_MATERIAL PROVIDED_:
··········

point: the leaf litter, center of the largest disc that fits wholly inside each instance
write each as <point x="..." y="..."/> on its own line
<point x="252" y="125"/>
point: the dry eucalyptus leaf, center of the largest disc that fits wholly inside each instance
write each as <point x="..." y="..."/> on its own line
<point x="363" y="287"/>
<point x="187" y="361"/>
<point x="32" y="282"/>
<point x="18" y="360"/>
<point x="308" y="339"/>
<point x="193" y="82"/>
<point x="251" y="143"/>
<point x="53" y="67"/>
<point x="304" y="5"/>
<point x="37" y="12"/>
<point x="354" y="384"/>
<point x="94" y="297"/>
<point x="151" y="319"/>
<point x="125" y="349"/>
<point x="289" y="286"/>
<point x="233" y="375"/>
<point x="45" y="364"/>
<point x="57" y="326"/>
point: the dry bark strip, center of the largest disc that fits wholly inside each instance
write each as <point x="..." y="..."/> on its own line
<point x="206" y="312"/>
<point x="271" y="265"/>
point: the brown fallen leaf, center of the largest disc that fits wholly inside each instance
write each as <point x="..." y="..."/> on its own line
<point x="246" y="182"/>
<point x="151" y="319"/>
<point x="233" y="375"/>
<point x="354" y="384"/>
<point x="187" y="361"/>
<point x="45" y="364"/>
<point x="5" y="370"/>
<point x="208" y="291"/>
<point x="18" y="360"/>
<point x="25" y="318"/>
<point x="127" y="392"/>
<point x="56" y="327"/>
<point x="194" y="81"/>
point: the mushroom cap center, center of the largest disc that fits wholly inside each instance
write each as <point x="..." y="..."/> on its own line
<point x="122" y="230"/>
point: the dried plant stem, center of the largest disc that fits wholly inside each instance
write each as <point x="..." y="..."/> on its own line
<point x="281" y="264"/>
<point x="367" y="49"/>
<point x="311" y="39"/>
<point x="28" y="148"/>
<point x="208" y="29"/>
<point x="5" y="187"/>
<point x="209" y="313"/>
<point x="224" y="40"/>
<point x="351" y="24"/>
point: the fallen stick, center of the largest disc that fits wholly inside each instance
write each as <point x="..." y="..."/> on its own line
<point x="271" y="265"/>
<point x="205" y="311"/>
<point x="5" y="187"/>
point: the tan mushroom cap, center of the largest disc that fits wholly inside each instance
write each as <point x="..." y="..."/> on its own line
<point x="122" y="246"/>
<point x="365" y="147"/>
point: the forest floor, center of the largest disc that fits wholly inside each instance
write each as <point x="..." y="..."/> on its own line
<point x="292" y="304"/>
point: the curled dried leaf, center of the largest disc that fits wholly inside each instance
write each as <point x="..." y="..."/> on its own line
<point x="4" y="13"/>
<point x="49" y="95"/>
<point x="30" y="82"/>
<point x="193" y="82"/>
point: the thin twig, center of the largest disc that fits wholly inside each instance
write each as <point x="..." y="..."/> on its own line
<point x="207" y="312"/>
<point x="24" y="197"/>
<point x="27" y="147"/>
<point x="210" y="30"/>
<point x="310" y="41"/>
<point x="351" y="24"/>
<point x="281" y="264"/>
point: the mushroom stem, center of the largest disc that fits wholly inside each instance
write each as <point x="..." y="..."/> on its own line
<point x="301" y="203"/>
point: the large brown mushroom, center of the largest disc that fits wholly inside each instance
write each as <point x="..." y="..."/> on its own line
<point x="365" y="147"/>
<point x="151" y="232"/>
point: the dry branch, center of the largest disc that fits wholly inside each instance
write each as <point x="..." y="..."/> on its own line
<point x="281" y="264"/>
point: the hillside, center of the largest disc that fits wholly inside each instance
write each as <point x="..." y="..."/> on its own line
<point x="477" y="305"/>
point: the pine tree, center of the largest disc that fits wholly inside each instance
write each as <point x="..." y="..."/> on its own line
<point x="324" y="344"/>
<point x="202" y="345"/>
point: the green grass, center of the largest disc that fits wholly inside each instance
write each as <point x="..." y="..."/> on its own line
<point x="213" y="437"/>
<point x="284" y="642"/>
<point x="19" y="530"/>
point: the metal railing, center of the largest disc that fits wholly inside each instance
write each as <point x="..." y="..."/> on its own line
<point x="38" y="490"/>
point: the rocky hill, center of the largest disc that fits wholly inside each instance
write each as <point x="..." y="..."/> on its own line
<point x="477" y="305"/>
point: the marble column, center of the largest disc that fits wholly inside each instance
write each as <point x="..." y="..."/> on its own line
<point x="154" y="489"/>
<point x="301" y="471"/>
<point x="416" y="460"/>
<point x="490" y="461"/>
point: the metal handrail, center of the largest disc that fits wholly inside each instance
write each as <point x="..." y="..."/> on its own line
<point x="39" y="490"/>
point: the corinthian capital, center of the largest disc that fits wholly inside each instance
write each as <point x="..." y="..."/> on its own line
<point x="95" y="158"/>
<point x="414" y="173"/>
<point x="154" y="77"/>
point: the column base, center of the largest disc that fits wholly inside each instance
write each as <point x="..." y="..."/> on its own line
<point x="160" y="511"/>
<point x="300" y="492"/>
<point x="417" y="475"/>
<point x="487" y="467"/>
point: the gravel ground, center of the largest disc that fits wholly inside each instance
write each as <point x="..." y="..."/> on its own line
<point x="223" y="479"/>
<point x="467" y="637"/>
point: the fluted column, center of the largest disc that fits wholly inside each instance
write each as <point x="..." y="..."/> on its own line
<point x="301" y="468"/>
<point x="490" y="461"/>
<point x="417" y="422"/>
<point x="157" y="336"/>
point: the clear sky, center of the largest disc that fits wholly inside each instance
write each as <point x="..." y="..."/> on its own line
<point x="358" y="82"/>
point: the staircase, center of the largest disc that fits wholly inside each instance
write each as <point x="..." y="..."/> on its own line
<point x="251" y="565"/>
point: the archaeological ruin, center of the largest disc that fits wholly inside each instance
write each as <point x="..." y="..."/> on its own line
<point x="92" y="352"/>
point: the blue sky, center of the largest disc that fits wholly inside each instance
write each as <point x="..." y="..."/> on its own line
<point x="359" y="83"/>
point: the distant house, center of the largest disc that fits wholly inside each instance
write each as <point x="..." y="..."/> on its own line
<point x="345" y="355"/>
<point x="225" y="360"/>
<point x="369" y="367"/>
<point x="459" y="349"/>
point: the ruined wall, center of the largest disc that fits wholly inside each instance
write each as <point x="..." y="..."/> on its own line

··········

Retype the data in full, exactly.

_TASK ANSWER_:
point: the leaf litter, center of the largest disc that fits wholly inside each instance
write each as <point x="..." y="..."/> on its own line
<point x="252" y="125"/>
point: the dry eucalyptus leaf, center of the largest disc that fits wholly inside each instance
write each as <point x="..." y="..."/> on its own line
<point x="363" y="287"/>
<point x="187" y="361"/>
<point x="32" y="282"/>
<point x="18" y="360"/>
<point x="308" y="339"/>
<point x="193" y="82"/>
<point x="251" y="143"/>
<point x="53" y="67"/>
<point x="304" y="5"/>
<point x="37" y="12"/>
<point x="354" y="384"/>
<point x="94" y="297"/>
<point x="151" y="319"/>
<point x="125" y="349"/>
<point x="289" y="286"/>
<point x="233" y="375"/>
<point x="45" y="364"/>
<point x="57" y="326"/>
point: the dry bark strip, center of the largest disc that fits wholly inside each instance
write each as <point x="..." y="..."/> on its own line
<point x="206" y="312"/>
<point x="271" y="265"/>
point: the brown fallen leaf, center of the largest disc that fits wholly inside each instance
write each as <point x="..." y="..."/> on its own line
<point x="246" y="182"/>
<point x="151" y="319"/>
<point x="233" y="375"/>
<point x="354" y="384"/>
<point x="187" y="361"/>
<point x="45" y="364"/>
<point x="5" y="370"/>
<point x="208" y="291"/>
<point x="18" y="360"/>
<point x="25" y="318"/>
<point x="127" y="392"/>
<point x="56" y="327"/>
<point x="194" y="81"/>
point: the mushroom cap center, center of the largest disc that fits wholly inside each instance
write each as <point x="..." y="..."/> on its own line
<point x="122" y="230"/>
point: the dried plant stem, center of the largest disc that fits wholly inside each instance
write each as <point x="..." y="..."/> on its own line
<point x="281" y="264"/>
<point x="367" y="49"/>
<point x="311" y="39"/>
<point x="28" y="148"/>
<point x="208" y="29"/>
<point x="5" y="187"/>
<point x="209" y="313"/>
<point x="224" y="40"/>
<point x="351" y="24"/>
point: the fallen stick, center of the largest disc that fits wholly inside each instance
write each as <point x="..." y="..."/> on its own line
<point x="271" y="265"/>
<point x="205" y="311"/>
<point x="5" y="187"/>
point: the tan mushroom cap, center of the largest disc that fits wholly inside each instance
write each as <point x="..." y="..."/> on its own line
<point x="122" y="246"/>
<point x="365" y="147"/>
point: the forest floor, center of the largest disc that fits wholly inside each instance
write each as <point x="..." y="..."/> on its own line
<point x="292" y="304"/>
point: the curled dried leaf, center of the largest disc that fits wholly inside each instance
write each as <point x="..." y="..."/> on its own line
<point x="4" y="13"/>
<point x="49" y="95"/>
<point x="30" y="82"/>
<point x="193" y="82"/>
point: the thin twig, center of the largest disc that fits wholly inside each instance
write each as <point x="..." y="..."/> on its own line
<point x="207" y="312"/>
<point x="24" y="197"/>
<point x="27" y="147"/>
<point x="210" y="30"/>
<point x="310" y="41"/>
<point x="351" y="24"/>
<point x="281" y="264"/>
point: the mushroom stem, center of the largest disc that fits wholly inside each instance
write each as <point x="..." y="..."/> on its own line
<point x="301" y="203"/>
point: the large brown mushroom, center of the largest disc that fits wholly inside each instance
write each as <point x="..." y="..."/> on its own line
<point x="365" y="147"/>
<point x="151" y="232"/>
point: the dry branch, center of the largest disc that fits wholly inside each instance
write each as <point x="..." y="..."/> on its own line
<point x="281" y="264"/>
point: the hillside, center of the largest disc that fits wholly inside each instance
write each as <point x="..." y="..."/> on its own line
<point x="477" y="305"/>
point: the pine tree, center of the largest disc that fits wholly inside each instance
write each as <point x="..." y="..."/> on its own line
<point x="324" y="344"/>
<point x="202" y="345"/>
point: the green grass, center of the largest disc that fits wholly inside each instance
write each as <point x="..." y="..."/> on its own line
<point x="213" y="437"/>
<point x="284" y="642"/>
<point x="19" y="530"/>
point: the metal railing, center of the largest disc that fits wholly inside each instance
write each as <point x="..." y="..."/> on its own line
<point x="38" y="490"/>
point: the rocky hill, center of the largest disc that fits wholly inside each instance
write each as <point x="..." y="..."/> on its own line
<point x="477" y="305"/>
point: the marble column, center of the largest disc that fits wholly inside each instance
write each as <point x="..." y="..."/> on its own line
<point x="154" y="489"/>
<point x="301" y="471"/>
<point x="416" y="460"/>
<point x="490" y="461"/>
point: the metal handrail, center of the largest disc that fits wholly inside each instance
write each as <point x="..." y="..."/> on its own line
<point x="39" y="490"/>
point: the corinthian capital, center of the largest disc that fits wholly inside each instance
write each as <point x="..." y="..."/> on its own line
<point x="95" y="158"/>
<point x="414" y="173"/>
<point x="154" y="77"/>
point: the column base, center of the largest disc that fits wholly inside each instance
write each as <point x="..." y="..."/> on its own line
<point x="160" y="511"/>
<point x="300" y="492"/>
<point x="417" y="475"/>
<point x="487" y="467"/>
point: the gravel ground, center of the largest disc that fits wholly inside each instance
write each as <point x="..." y="..."/> on its own line
<point x="223" y="479"/>
<point x="467" y="637"/>
point: the fluted column, center of the largest disc that fits wholly inside each instance
write each as <point x="..." y="..."/> on its own line
<point x="301" y="468"/>
<point x="490" y="461"/>
<point x="417" y="422"/>
<point x="157" y="336"/>
point: the clear sky, center of the largest disc that fits wholly inside each instance
write each as <point x="..." y="..."/> on its own line
<point x="358" y="82"/>
point: the staircase, center of the largest disc that fits wholly inside each instance
write each as <point x="..." y="..."/> on its own line
<point x="251" y="565"/>
point: the archaeological ruin, center of the largest disc that fits wholly inside each instance
write each as <point x="..." y="..."/> on its own line
<point x="92" y="352"/>
point: the blue sky, center of the largest disc that fits wholly inside each instance
write each as <point x="..." y="..."/> on its own line
<point x="359" y="83"/>
point: the distant house, center of the largest disc that fits wholly inside each instance
write each as <point x="..." y="..."/> on its own line
<point x="345" y="355"/>
<point x="225" y="360"/>
<point x="369" y="367"/>
<point x="459" y="349"/>
point: the ruined wall, center of the largest disc that fits wholly inside each instance
write each as <point x="..." y="..."/> on its own line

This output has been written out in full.